» **TASKS**:
1: Render this sentence from the Greek gods passage into Spanish: "Invoking Zeus is not the same as invoking Aphrodite."
2: Carry on the passage about Greek gods and religious practice, picking up after its final sentence.

» **TEXT**:
** START **
On this model, gods identify major agents of change, or more or less specific ways in which events can be channeled or steered. Invoking Zeus is not the same as invoking Aphrodite. Despite overlaps and potential competence conflicts, Greek gods seem to embody relatively distinct powers that manifest in distinctive ways in which the course of the events in a certain sphere of life can evolve. In this sense, they represent the dynamic forces (agencies) that operate in the cosmological order in which human beings live.

The picture sketched so far suggests that an average Greek person in the classical period might have had religious beliefs mostly based on the received tradition and the pervasive enaction of religious rituals. These beliefs would concern the existence of various gods, which can be made propitious through appropriate rituals, often involving some animal sacrifice. One core aspect of this system is that humans and gods can communicate. Seeking appropriate channels for establishing this communication is essential to ensuring a harmonious interaction between human communities and the godlike agents that influence its fate. As mentioned, sacrifice is a formal and official occasion for seeking this contact, although not the only one.
** END **
[Entries from a point annotation set]
** START **
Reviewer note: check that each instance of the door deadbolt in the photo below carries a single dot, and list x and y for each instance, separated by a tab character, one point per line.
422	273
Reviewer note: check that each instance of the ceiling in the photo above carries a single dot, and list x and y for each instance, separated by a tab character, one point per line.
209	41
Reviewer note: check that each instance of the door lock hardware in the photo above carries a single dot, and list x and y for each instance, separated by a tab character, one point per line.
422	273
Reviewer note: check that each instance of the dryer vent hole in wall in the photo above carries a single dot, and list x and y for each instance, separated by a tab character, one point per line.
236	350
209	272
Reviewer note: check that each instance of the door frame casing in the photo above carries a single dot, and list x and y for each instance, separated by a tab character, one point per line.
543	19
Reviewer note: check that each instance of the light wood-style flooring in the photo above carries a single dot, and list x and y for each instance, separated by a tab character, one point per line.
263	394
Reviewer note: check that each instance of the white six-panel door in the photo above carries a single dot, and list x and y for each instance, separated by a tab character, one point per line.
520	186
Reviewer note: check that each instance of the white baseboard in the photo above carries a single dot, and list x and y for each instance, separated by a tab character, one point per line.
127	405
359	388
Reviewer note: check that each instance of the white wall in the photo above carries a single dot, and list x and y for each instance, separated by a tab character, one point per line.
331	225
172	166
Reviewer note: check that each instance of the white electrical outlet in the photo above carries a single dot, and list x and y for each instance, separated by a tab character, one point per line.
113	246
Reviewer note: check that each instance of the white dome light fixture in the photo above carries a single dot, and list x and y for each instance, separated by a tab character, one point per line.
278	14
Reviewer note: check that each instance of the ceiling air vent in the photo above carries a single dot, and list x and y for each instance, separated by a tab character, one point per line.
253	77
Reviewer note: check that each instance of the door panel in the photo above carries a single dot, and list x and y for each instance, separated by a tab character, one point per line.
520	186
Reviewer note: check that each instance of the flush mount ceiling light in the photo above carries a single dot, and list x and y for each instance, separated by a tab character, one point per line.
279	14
** END **
» **ANSWERS PROVIDED**:
1: Invocar a Zeus no es lo mismo que invocar a Afrodita.

2:
A widespread figure in ancient Greek culture is the seer, who works as a wandering specialist in the art of establishing specific contact between human individuals (or sometimes collective groups) and gods. Unlike the Vedic seer we discussed in Lecture Five, the Greek seer is not an inspired poet who also administrates rituals, but rather a master of divine hermeneutics who specializes in interpreting the signs sent by the god and possibly takes appropriate action in response.

Michael Flower, in his The Seer in Ancient Greece (2008) has provided an in-depth account of Greek divination and seers. The seer (Greek mantis) is a commonly encountered figure in various sources, both in literature and in history. Usually, the seer comes from an elite family and wanders from town to town, offering his (seers are often males) services to clients, who usually are willing to pay high fees for securing them. The seer is an expert in divination, namely, in the technique of detecting signs sent by the gods (through various media, from the flight of birds, to the livers of sacrificial animals), and then interpreting these signs as answering specific questions posed by the client. Most often, the seer aims at solving practical dilemmas, such as ‘is it better to do x, or is it better to do y?’ This view presupposes not only that the gods can foresee the future and might share that knowledge with humans, but also that the course of the future remains relatively open. A good seer can not only recover information about what is going to happen, but might also be able to act in such a way to steer future events favorably, or at least prevent disasters. Divination is a particularly crucial art to face uncertainty.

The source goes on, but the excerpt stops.